YOUR INSTRUCTIONS —
How many lines in the records below contain the word "trunk"? Give only the number.

RECORD EXTRACTS —
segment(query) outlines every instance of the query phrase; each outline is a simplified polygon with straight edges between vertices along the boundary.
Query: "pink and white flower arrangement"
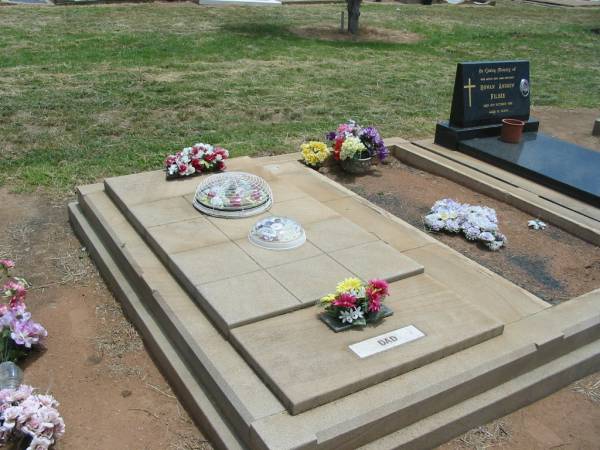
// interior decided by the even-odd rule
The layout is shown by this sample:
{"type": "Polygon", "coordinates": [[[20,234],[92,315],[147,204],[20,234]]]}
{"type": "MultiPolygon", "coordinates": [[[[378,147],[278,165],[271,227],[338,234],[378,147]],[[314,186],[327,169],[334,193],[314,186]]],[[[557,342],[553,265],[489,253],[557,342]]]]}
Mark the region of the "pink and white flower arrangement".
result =
{"type": "Polygon", "coordinates": [[[381,319],[382,302],[388,295],[389,285],[384,280],[364,284],[358,278],[347,278],[338,283],[335,294],[323,297],[320,305],[342,325],[364,327],[381,319]]]}
{"type": "Polygon", "coordinates": [[[167,156],[165,159],[167,179],[225,170],[227,158],[229,158],[228,150],[199,142],[167,156]]]}
{"type": "Polygon", "coordinates": [[[500,233],[496,211],[487,206],[474,206],[444,198],[431,207],[423,221],[430,231],[462,232],[470,241],[479,241],[496,251],[506,245],[500,233]]]}
{"type": "Polygon", "coordinates": [[[0,390],[0,445],[29,439],[27,450],[46,450],[65,434],[59,403],[31,386],[0,390]]]}
{"type": "MultiPolygon", "coordinates": [[[[0,266],[8,276],[8,269],[15,266],[12,260],[0,260],[0,266]]],[[[17,361],[38,345],[48,332],[31,319],[27,312],[25,296],[29,284],[23,278],[12,277],[0,288],[0,361],[17,361]]]]}

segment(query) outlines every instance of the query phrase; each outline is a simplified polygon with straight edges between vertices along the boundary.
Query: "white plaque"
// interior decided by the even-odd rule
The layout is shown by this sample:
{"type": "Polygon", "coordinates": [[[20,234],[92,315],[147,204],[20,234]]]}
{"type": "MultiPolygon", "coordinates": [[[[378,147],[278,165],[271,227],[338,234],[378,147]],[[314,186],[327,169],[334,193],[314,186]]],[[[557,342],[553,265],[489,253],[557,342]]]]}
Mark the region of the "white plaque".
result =
{"type": "Polygon", "coordinates": [[[360,358],[366,358],[391,348],[398,347],[399,345],[406,344],[407,342],[420,339],[423,336],[425,336],[425,333],[414,325],[409,325],[352,344],[350,345],[350,350],[356,353],[360,358]]]}

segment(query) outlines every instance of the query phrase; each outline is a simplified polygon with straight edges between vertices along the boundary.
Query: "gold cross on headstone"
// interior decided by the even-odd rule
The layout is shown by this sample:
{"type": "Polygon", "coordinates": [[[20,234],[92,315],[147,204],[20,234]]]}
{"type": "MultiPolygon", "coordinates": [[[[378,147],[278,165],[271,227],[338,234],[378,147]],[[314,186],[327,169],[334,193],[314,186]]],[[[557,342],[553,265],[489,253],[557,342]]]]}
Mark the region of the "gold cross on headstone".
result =
{"type": "Polygon", "coordinates": [[[475,86],[474,84],[471,84],[471,78],[469,78],[469,82],[467,83],[466,86],[464,86],[465,89],[469,90],[469,108],[472,106],[471,105],[471,89],[475,88],[477,86],[475,86]]]}

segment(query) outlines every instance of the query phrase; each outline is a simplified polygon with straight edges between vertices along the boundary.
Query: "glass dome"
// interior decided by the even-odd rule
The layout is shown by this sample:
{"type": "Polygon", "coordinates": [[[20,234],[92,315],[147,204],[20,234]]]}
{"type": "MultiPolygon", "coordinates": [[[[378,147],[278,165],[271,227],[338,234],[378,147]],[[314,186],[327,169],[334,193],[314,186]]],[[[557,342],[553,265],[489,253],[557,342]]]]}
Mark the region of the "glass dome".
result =
{"type": "Polygon", "coordinates": [[[271,188],[261,177],[245,172],[211,175],[196,189],[194,207],[215,217],[248,217],[271,207],[271,188]]]}
{"type": "Polygon", "coordinates": [[[248,239],[269,250],[290,250],[306,242],[302,226],[288,217],[267,217],[254,224],[248,239]]]}

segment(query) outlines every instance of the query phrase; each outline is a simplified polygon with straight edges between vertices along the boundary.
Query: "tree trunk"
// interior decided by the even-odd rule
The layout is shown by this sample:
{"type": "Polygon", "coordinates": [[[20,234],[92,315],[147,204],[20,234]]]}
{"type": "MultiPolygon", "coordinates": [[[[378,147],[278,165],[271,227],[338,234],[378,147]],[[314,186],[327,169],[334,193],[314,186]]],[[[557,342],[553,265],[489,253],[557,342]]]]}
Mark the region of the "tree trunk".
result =
{"type": "Polygon", "coordinates": [[[354,35],[358,34],[360,2],[361,0],[346,0],[346,3],[348,4],[348,31],[354,35]]]}

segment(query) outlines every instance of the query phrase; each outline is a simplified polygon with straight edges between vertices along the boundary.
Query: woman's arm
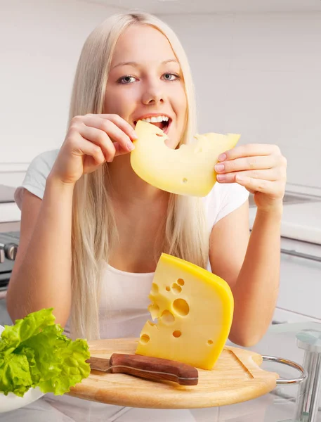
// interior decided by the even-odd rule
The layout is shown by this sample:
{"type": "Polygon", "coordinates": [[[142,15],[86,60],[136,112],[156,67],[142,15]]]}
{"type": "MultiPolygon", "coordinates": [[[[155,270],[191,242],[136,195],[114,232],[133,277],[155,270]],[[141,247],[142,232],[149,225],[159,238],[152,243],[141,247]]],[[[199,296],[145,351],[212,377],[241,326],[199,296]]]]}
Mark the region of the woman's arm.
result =
{"type": "Polygon", "coordinates": [[[258,210],[249,240],[247,203],[220,220],[211,235],[214,274],[230,285],[235,300],[230,340],[244,347],[266,333],[277,298],[282,210],[258,210]]]}
{"type": "Polygon", "coordinates": [[[41,200],[23,195],[20,239],[7,293],[11,319],[53,307],[65,326],[71,305],[73,186],[47,179],[41,200]]]}
{"type": "Polygon", "coordinates": [[[277,298],[287,160],[278,146],[255,143],[237,146],[218,159],[218,181],[243,186],[257,206],[248,244],[248,205],[218,222],[211,236],[213,271],[229,283],[235,298],[230,338],[250,346],[268,328],[277,298]],[[223,239],[224,247],[218,248],[216,239],[223,239]]]}

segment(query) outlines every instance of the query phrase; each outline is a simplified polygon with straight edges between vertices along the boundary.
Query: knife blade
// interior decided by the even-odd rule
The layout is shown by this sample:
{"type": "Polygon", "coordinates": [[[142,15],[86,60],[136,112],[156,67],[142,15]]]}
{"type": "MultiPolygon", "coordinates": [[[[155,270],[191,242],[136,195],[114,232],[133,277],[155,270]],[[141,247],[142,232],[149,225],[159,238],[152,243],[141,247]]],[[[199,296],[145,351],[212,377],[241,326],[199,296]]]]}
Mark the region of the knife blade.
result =
{"type": "Polygon", "coordinates": [[[110,359],[91,357],[91,369],[111,373],[126,373],[151,381],[168,381],[181,385],[197,385],[198,371],[176,361],[140,354],[114,353],[110,359]]]}

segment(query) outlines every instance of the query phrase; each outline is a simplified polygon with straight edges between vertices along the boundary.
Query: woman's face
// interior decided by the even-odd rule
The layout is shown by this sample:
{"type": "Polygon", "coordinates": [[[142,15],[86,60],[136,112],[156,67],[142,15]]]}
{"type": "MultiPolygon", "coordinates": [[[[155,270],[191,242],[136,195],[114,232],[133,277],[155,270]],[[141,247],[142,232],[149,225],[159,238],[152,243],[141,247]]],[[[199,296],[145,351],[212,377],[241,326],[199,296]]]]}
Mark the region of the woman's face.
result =
{"type": "Polygon", "coordinates": [[[107,82],[104,113],[120,115],[133,127],[138,120],[148,119],[167,134],[168,146],[175,148],[178,144],[187,113],[184,83],[171,44],[157,30],[135,25],[119,37],[107,82]]]}

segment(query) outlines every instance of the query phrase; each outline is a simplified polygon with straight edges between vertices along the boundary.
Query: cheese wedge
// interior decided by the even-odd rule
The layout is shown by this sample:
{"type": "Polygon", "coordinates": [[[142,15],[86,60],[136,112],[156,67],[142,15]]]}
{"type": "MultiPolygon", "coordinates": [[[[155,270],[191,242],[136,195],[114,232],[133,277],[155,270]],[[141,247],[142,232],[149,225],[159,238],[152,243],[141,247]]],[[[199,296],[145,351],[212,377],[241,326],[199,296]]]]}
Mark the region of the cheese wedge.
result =
{"type": "Polygon", "coordinates": [[[234,300],[228,284],[194,264],[162,253],[154,276],[138,354],[211,369],[232,325],[234,300]]]}
{"type": "Polygon", "coordinates": [[[147,122],[135,127],[138,137],[131,153],[133,171],[143,180],[163,191],[192,196],[206,196],[216,181],[214,165],[220,154],[237,144],[240,135],[209,133],[195,135],[196,141],[172,149],[168,136],[147,122]]]}

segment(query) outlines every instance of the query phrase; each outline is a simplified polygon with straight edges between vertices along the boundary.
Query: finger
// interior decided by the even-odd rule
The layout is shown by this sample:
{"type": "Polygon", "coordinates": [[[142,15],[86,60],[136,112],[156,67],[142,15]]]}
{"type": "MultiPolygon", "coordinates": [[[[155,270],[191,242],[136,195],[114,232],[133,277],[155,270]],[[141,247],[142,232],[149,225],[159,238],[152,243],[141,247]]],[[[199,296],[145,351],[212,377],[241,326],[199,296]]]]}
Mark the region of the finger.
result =
{"type": "Polygon", "coordinates": [[[255,155],[279,155],[281,154],[280,148],[277,145],[269,143],[248,143],[235,146],[230,150],[223,153],[218,156],[218,161],[235,160],[241,157],[253,157],[255,155]]]}
{"type": "Polygon", "coordinates": [[[79,139],[75,141],[73,154],[78,156],[89,155],[92,157],[96,165],[98,165],[105,162],[105,160],[101,148],[93,142],[84,139],[80,134],[79,139]]]}
{"type": "Polygon", "coordinates": [[[236,182],[252,192],[263,192],[273,198],[281,198],[284,191],[282,184],[278,181],[253,179],[239,174],[236,182]]]}
{"type": "Polygon", "coordinates": [[[79,127],[79,134],[87,141],[100,147],[106,161],[108,162],[112,161],[116,153],[116,148],[110,138],[104,131],[84,124],[79,127]]]}
{"type": "Polygon", "coordinates": [[[261,179],[270,181],[285,180],[285,172],[281,167],[273,167],[270,170],[246,170],[243,172],[235,172],[223,174],[216,174],[216,179],[220,183],[235,183],[237,176],[250,177],[251,179],[261,179]]]}
{"type": "Polygon", "coordinates": [[[124,151],[131,151],[134,149],[130,137],[113,122],[96,116],[85,116],[84,123],[88,127],[95,127],[107,134],[112,141],[118,142],[124,151]]]}
{"type": "Polygon", "coordinates": [[[215,165],[217,173],[230,173],[250,170],[271,169],[280,164],[281,155],[262,155],[254,157],[242,157],[229,160],[215,165]]]}
{"type": "Polygon", "coordinates": [[[110,121],[117,127],[122,130],[132,140],[137,139],[138,136],[133,127],[124,119],[117,114],[90,114],[86,115],[86,117],[96,117],[103,120],[110,121]]]}

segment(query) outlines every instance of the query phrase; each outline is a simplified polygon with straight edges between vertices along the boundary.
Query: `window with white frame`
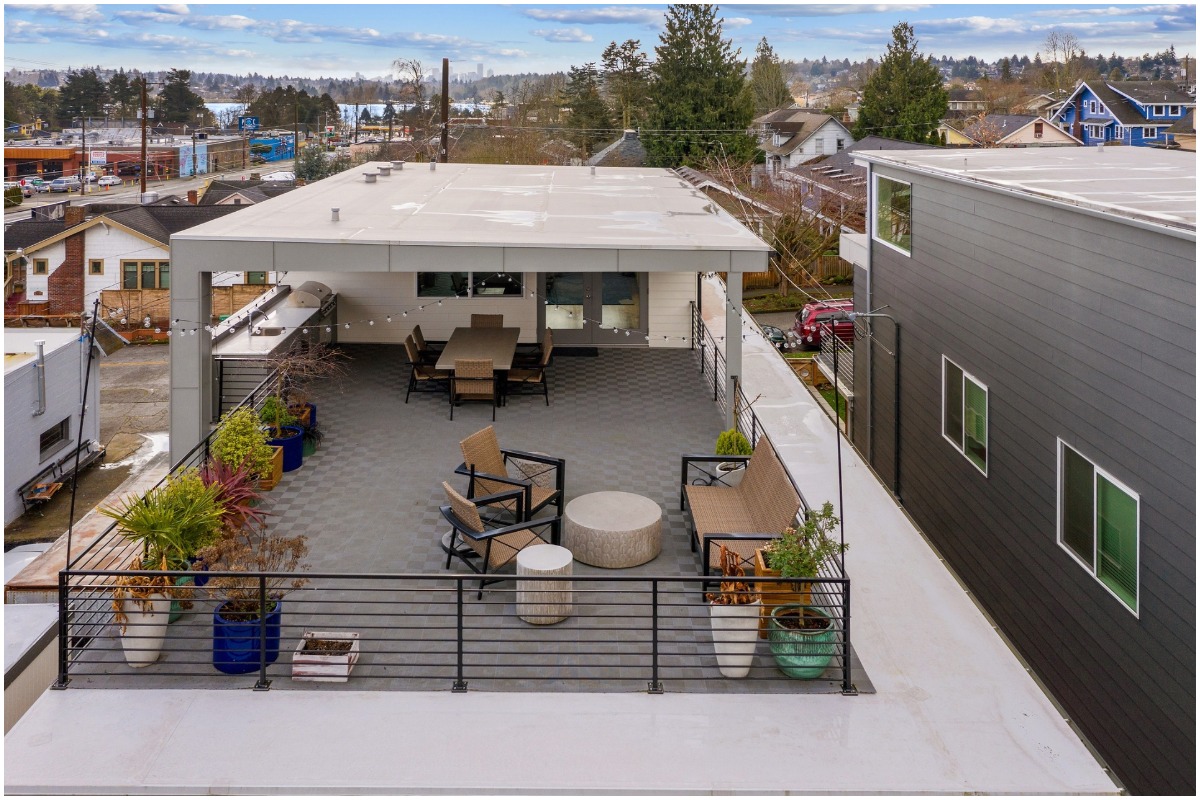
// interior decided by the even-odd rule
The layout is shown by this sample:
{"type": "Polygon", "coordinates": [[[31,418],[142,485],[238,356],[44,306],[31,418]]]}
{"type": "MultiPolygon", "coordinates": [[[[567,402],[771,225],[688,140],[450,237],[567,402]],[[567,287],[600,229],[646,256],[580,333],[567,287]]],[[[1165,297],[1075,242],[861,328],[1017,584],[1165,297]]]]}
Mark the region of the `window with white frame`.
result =
{"type": "Polygon", "coordinates": [[[1138,613],[1141,499],[1058,439],[1058,543],[1138,613]]]}
{"type": "Polygon", "coordinates": [[[988,386],[942,356],[942,435],[988,474],[988,386]]]}
{"type": "Polygon", "coordinates": [[[875,176],[875,239],[912,254],[912,184],[875,176]]]}
{"type": "Polygon", "coordinates": [[[520,272],[418,272],[418,297],[520,297],[520,272]]]}

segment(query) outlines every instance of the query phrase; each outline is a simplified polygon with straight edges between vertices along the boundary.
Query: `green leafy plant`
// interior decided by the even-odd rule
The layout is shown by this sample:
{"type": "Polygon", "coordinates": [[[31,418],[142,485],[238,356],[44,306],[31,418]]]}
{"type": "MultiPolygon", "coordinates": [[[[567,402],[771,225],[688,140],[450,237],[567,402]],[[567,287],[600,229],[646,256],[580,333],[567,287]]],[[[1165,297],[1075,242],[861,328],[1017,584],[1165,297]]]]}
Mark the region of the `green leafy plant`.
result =
{"type": "Polygon", "coordinates": [[[215,461],[234,469],[246,465],[256,477],[271,471],[274,451],[266,444],[266,431],[254,410],[245,405],[221,417],[209,452],[215,461]]]}
{"type": "Polygon", "coordinates": [[[716,437],[714,452],[718,456],[750,456],[754,453],[754,447],[750,446],[750,440],[740,431],[730,428],[716,437]]]}
{"type": "Polygon", "coordinates": [[[276,435],[283,435],[283,426],[296,423],[295,414],[288,409],[288,404],[278,395],[271,395],[263,401],[258,417],[269,425],[276,435]]]}
{"type": "Polygon", "coordinates": [[[763,547],[767,566],[778,570],[781,578],[816,577],[827,561],[850,547],[833,539],[836,525],[832,503],[821,506],[821,511],[810,511],[804,524],[785,528],[782,536],[763,547]]]}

ANSWER TO THE EXERCISE —
2